The procedure resulted in 15 final assemblies. We compared the inferred genes to the human genome reference assembly. Each of these 15 assemblies maps unambiguously to one of the 13 known IFNA genes or the single whole pseudogene at an average error rate of 6.0 × 10-4 per base (14 mismatches in 23374 bases). In one case, a pair of assemblies mapped to a single genomic gene, IFNA17. There are 2 single nucleotide differences between the two assemblies mapping to IFNA17 and one dinucleotide difference. Each of the single nucleotide differences is strongly supported, with multiple high-quality reads supporting the inference. The dinucleotide difference is less well supported, with just a single trace covering it in one assembly, though the corresponding bases in this trace are good quality. The evidence strongly suggests that the two assemblies do map to two different alleles of the same gene. Accepting this conclusion reduces the error rate to less than 4 × 10-4 per base. The 10 remaining mismatches include a single 4-nucleotide deletion relative to the genomic sequence.

For the next two validation procedures, our intent was to more accurately represent the situation in which the assembler would be used. For this purpose, we used one of the P.vampyrus putative IFNA genes rather than human IFNA2 as the BLAST query, and selected a subsample of the retrieved sequences to simulate low coverage.

- - - - -

GOAL OF THE EXERCISE
Continue the text on IFNA gene assembly from its last sentence. The data is separate material, unrelated to the text on IFNA gene assembly.

- - - - -

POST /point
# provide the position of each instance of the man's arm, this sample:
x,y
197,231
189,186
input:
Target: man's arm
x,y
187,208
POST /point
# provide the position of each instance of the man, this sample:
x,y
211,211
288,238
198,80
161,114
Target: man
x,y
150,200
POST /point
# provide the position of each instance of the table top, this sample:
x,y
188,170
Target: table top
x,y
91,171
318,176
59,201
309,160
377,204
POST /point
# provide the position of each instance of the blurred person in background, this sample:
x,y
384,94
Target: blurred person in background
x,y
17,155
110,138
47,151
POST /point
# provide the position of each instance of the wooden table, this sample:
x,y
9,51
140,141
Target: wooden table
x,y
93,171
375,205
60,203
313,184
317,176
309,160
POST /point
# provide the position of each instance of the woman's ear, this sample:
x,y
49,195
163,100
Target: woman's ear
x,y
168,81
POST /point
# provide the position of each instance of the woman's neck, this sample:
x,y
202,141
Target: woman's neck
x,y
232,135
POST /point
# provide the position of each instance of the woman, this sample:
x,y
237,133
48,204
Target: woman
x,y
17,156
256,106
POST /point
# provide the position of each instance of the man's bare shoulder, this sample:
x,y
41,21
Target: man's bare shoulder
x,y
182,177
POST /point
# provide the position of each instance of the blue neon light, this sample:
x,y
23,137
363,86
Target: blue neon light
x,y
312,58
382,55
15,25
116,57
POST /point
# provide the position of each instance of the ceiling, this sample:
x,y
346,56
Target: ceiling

- - - - -

SOLVED PROBLEM
There were 74 trace reads in the subset produced by the Whitehead Institute. Assembling these reads using our method produced 13 distinct assemblies with two or more reads in each, mapping (as described above) to 12 different human genomic regions: 7 IFNAs, human IFNW1, LOC100130866 (annotated by NCBI as similar to IFNW1), 2 IFNA pseudogenes and 1 IFNW pseudogene. One pair of distinct assemblies was mapped, erroneously, to a single IFNA. The subset of trace reads from the Venter Institute consisted of 103 sequences, producing 22 distinct assemblies with 2 or more reads, mapping to 22 different regions of the human genome: all 13 IFNAs, 1 IFNA pseudogene, IFNW1, and 6 regions annotated as either IFNW-like or IFNW pseudogenes. The alignments of these assemblies to the genome revealed 3 mismatches in 31531 total bases. One pair of assemblies was erroneously mapped to a single IFNA pseudogene.

Chiropteran Type II interferon

In mammals, the type I interferons have a single exon of fewer than 700 bases. IFNG, the type II interferon, has multiple exons. We used our methods to infer the type-II interferon genes in the two bats by using the full-length human IFNG gene comprising introns and exons (4972 bases, NC_000012 REGION: complement(68548550..68553521)). Our methods produced a single assembly in each bat (Additional File 1). All exons were clearly identifiable and all intronic splice signals were conserved. Table 2 shows the sequence similarity among the human and bat sequences.


The intact ORFs of the inferred sequences were aligned with the type-I interferons from humans and from the domestic pig, Sus scrofa (which is substantially more closely related to bats than is the human), and as an outgroup, the IFNB and IFNA gene sequences from the duckbill platypus (Ornithorhynchus anatinus). The phylogenetic tree relating these genes was inferred using maximum likelihood (Figure 3).

The features of the inferred phylogenetic tree are consistent with those found in previous investigations. In particular, the interferon families fall into distinct clades, with the exception of the platypus IFNA genes, which appear ancestral to the IFNA, IFNW, and IFND genes of the other species. Within each of the families, the genes fall into clades according to species, with no interdigitation of genes from different species in any clade (Figure 3). Additionally, the bat genes from one bat species are typically, but not universally, more closely related to the orthologous genes from the other bat species than to those of pigs or humans. The bat genes are typically but not universally more closely related to the orthologous pig genes than to the orthologous human genes.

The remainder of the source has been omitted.